Position annotation records:
******
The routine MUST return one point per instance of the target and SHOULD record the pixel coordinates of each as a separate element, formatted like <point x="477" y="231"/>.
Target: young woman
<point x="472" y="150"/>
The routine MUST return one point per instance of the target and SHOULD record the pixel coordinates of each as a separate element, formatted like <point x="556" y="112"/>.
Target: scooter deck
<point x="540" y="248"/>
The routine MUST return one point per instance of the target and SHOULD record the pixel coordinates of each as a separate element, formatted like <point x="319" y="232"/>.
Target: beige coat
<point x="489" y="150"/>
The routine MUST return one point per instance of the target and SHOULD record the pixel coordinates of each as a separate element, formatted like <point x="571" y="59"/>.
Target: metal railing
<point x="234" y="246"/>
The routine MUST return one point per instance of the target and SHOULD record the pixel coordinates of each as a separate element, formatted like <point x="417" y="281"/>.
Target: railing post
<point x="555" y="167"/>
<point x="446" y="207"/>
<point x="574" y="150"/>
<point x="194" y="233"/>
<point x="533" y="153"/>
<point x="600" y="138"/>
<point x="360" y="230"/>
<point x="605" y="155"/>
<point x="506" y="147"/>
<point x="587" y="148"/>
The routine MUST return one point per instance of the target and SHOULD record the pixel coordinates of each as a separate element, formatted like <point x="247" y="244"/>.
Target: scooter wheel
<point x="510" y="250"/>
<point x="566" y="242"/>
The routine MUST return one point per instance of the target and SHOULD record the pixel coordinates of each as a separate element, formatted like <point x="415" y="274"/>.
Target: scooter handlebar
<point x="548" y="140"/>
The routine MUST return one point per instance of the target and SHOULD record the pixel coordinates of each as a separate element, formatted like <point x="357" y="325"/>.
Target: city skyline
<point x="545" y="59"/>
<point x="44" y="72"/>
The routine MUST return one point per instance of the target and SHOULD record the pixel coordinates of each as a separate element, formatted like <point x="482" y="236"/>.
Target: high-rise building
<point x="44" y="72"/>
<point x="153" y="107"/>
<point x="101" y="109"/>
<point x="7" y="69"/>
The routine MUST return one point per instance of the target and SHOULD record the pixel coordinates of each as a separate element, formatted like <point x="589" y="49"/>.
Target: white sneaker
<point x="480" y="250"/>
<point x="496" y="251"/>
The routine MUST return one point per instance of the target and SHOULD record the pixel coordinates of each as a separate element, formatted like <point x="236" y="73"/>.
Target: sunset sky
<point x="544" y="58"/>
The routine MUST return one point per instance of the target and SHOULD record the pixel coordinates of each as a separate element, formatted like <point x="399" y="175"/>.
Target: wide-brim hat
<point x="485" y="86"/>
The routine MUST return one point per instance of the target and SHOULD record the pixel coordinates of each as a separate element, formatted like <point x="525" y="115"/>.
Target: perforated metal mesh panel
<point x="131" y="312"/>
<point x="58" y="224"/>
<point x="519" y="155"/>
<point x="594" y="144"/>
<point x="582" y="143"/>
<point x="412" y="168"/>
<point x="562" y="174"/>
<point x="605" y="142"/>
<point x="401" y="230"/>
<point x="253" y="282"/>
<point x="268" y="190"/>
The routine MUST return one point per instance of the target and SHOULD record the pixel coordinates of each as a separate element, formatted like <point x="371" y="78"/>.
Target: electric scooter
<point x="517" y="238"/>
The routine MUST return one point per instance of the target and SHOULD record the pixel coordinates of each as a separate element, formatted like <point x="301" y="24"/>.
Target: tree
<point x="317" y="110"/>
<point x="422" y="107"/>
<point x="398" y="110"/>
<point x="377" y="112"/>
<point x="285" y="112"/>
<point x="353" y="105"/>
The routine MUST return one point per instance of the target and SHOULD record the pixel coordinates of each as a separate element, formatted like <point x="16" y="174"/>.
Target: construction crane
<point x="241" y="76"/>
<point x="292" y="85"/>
******
■ THE REQUEST
Repeat back the data above, exact to the last character.

■ WRITTEN SOLUTION
The routine MUST return one point per instance of the target and SHOULD record the pixel coordinates of each as a separate element, formatted like <point x="477" y="231"/>.
Target: young woman
<point x="472" y="150"/>
The routine MUST return one point per instance of the target and SHOULD record the pixel coordinates of each as a separate element, formatted like <point x="556" y="112"/>.
Target: scooter deck
<point x="540" y="248"/>
The routine MUST return one point per instance of the target and SHOULD record the pixel coordinates of each as a separate element, formatted like <point x="319" y="232"/>.
Target: beige coat
<point x="489" y="150"/>
The routine MUST return one point per instance of the target and SHOULD record the pixel coordinates of each as a separate element, formatted like <point x="571" y="59"/>.
Target: metal railing
<point x="234" y="246"/>
The routine MUST return one point per instance of the target and SHOULD record the pixel coordinates of each as a separate element, formatted like <point x="417" y="281"/>.
Target: railing post
<point x="555" y="167"/>
<point x="446" y="207"/>
<point x="574" y="150"/>
<point x="194" y="233"/>
<point x="533" y="153"/>
<point x="600" y="138"/>
<point x="360" y="230"/>
<point x="605" y="155"/>
<point x="506" y="147"/>
<point x="587" y="148"/>
The routine MUST return one point per instance of the target and SHOULD record the pixel coordinates of each as a separate element, formatted like <point x="247" y="244"/>.
Target: scooter wheel
<point x="510" y="250"/>
<point x="566" y="242"/>
The routine MUST return one point per instance of the target and SHOULD record the pixel coordinates of each as a separate element, formatted like <point x="415" y="274"/>.
Target: scooter handlebar
<point x="548" y="140"/>
The routine MUST return one point per instance of the target and SHOULD record the pixel coordinates of each as a separate element, formatted like <point x="357" y="325"/>.
Target: city skyline
<point x="545" y="59"/>
<point x="44" y="72"/>
The routine MUST return one point per instance of the target and SHOULD record the pixel coordinates of each as a separate element, formatted like <point x="482" y="236"/>.
Target: high-rise building
<point x="44" y="72"/>
<point x="153" y="107"/>
<point x="101" y="109"/>
<point x="7" y="69"/>
The routine MUST return one point per instance of the target and SHOULD record the pixel coordinates of each as a separate element, formatted like <point x="589" y="49"/>.
Target: white sneaker
<point x="480" y="250"/>
<point x="496" y="251"/>
The routine MUST return one point per instance of the target and SHOULD record the pixel coordinates of each as a separate element, formatted like <point x="236" y="73"/>.
Target: sunset sky
<point x="544" y="58"/>
The routine MUST return one point per instance of the target and SHOULD record the pixel coordinates of each as a separate element, formatted like <point x="399" y="175"/>.
Target: wide-brim hat
<point x="485" y="86"/>
The routine MUST return one point per instance of the target and SHOULD record the pixel coordinates of each as a separate element, formatted like <point x="525" y="115"/>.
Target: perforated metal mesh panel
<point x="131" y="312"/>
<point x="58" y="224"/>
<point x="519" y="155"/>
<point x="594" y="144"/>
<point x="582" y="143"/>
<point x="412" y="168"/>
<point x="562" y="174"/>
<point x="605" y="142"/>
<point x="401" y="230"/>
<point x="253" y="282"/>
<point x="268" y="190"/>
The routine MUST return one point per instance of the target and SHOULD record the pixel coordinates of each as a separate element, formatted like <point x="371" y="78"/>.
Target: electric scooter
<point x="517" y="238"/>
The routine MUST return one point per instance of the target and SHOULD record the pixel coordinates of each as a separate element, formatted like <point x="301" y="24"/>.
Target: tree
<point x="317" y="110"/>
<point x="422" y="107"/>
<point x="398" y="110"/>
<point x="377" y="112"/>
<point x="285" y="112"/>
<point x="353" y="105"/>
The routine MUST return one point per instance of the target and SHOULD record the pixel coordinates of each as a separate element, formatted like <point x="16" y="174"/>.
Target: construction crane
<point x="241" y="76"/>
<point x="292" y="85"/>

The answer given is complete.